Would you please write out each entry precisely as given?

PROVIDED MATERIAL:
○ ○ ○ ○ ○

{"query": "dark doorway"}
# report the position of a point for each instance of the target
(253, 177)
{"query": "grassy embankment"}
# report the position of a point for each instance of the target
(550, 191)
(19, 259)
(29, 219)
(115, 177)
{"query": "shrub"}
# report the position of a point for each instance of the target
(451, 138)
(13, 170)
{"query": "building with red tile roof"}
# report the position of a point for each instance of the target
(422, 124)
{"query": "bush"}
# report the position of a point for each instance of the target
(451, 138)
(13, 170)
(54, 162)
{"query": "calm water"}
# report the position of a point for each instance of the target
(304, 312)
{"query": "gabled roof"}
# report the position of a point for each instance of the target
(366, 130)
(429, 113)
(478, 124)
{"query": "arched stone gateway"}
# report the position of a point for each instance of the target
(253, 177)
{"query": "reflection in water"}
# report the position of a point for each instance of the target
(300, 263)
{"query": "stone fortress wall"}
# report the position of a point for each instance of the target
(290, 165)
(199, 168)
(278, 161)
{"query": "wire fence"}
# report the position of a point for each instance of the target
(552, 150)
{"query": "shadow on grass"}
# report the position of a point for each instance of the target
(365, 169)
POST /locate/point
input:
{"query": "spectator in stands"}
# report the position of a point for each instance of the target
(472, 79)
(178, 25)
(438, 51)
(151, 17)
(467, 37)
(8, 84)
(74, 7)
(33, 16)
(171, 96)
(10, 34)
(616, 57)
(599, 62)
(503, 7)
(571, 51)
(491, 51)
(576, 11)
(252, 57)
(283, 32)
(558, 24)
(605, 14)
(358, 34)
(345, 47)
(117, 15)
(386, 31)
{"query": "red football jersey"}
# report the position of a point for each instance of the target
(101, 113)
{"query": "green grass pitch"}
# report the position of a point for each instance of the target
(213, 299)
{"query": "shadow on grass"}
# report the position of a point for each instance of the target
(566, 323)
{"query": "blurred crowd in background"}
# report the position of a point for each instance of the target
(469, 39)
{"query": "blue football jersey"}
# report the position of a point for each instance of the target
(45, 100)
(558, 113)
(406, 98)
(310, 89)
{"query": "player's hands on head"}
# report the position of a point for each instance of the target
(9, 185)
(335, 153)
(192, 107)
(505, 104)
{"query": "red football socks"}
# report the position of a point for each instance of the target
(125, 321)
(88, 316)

○ ○ ○ ○ ○

RESPONSE BELOW:
{"query": "dark doorway"}
# report the position of a point for each instance of the target
(253, 177)
{"query": "grassy embankment"}
# report the position of a point for each instance of the target
(550, 191)
(19, 259)
(29, 219)
(115, 177)
{"query": "shrub"}
# report the position of a point for each instance of the target
(451, 138)
(13, 170)
{"query": "building with red tile roof"}
# report the position of a point for each instance of the target
(422, 124)
{"query": "bush"}
# report the position of a point for each instance of the target
(451, 138)
(13, 170)
(54, 162)
{"query": "calm water"}
# report the position of a point for each instance of the target
(304, 312)
{"query": "gabled roof"}
# report the position of a point for each instance of the target
(366, 130)
(429, 113)
(478, 124)
{"query": "arched stone gateway"}
# report the position of a point for each instance of the target
(253, 177)
{"query": "reflection in water"}
# report the position of a point for each instance of the target
(300, 263)
{"query": "stone fortress wall"}
# report the position of a point for each instance of the target
(290, 165)
(199, 168)
(278, 161)
{"query": "wire fence"}
# report the position of a point for each instance of the target
(552, 150)
{"query": "shadow on grass"}
# report the position of a point for each instance of the target
(365, 169)
POST /locate/point
input:
{"query": "spectator in stands"}
# report the position of a point for each instance of the target
(472, 79)
(178, 25)
(438, 51)
(151, 17)
(467, 37)
(8, 84)
(74, 7)
(33, 16)
(171, 96)
(10, 34)
(616, 57)
(599, 62)
(503, 7)
(571, 51)
(491, 51)
(576, 11)
(252, 57)
(283, 32)
(558, 24)
(605, 14)
(358, 34)
(345, 47)
(117, 15)
(386, 31)
{"query": "red football jersey"}
# report the position of a point for each instance of the target
(101, 113)
{"query": "green grass pitch"}
# report the position of a point for each instance of the target
(213, 299)
{"query": "shadow on grass"}
# report the position of a point for each instance of the target
(566, 323)
{"query": "blurred crowd in background"}
# report the position of a point for each instance of the target
(469, 39)
{"query": "blue football jersey"}
# report the position of a point for each instance of the target
(45, 100)
(558, 113)
(406, 98)
(310, 89)
{"query": "player's hands on head"}
# report the position of a point for each instance of the target
(9, 185)
(335, 153)
(192, 107)
(505, 104)
{"query": "red football socks"}
# report the position of a point for each instance of the target
(125, 321)
(88, 316)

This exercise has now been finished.